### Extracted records
####################

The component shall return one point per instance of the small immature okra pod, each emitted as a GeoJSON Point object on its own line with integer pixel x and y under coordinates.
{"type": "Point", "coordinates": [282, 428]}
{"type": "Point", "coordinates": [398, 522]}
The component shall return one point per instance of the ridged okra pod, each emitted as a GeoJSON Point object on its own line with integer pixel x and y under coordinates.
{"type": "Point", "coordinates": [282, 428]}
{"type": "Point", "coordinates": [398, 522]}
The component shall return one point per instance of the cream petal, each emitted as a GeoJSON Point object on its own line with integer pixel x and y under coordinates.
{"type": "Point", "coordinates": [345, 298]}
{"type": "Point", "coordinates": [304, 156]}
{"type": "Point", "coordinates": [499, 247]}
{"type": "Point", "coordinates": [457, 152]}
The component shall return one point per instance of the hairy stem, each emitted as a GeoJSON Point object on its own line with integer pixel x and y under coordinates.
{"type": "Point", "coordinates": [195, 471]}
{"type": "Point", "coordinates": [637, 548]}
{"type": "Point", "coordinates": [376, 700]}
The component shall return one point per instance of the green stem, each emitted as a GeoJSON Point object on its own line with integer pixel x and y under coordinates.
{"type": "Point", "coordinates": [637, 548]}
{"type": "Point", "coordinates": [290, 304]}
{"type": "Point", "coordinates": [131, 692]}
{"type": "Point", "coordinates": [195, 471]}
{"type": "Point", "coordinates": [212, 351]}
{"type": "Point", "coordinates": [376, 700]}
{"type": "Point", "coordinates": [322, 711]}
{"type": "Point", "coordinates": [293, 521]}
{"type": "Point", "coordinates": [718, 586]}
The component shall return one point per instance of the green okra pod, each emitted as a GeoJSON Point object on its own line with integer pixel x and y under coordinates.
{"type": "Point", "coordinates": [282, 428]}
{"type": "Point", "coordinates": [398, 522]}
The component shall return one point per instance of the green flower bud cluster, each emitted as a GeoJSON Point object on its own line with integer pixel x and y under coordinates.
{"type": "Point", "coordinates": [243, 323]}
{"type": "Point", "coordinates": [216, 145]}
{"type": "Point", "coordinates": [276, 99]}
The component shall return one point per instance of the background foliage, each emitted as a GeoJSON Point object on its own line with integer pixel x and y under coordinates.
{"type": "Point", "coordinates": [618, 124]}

####################

### WORK INSTRUCTIONS
Every line from the one with "the green flower" to the end of the records above should be returned exactly, and no other lines.

### OUTPUT FOR THIS TASK
The component shall return one point per instance of the green flower bud cluster, each emitted as a GeoJSON Point object on its own line with integer pixel x and y under coordinates.
{"type": "Point", "coordinates": [243, 323]}
{"type": "Point", "coordinates": [216, 145]}
{"type": "Point", "coordinates": [276, 99]}
The component shall return one point per instance of the background foliage, each emitted as a GeoJSON Point object on its own line with integer pixel x and y under coordinates.
{"type": "Point", "coordinates": [618, 124]}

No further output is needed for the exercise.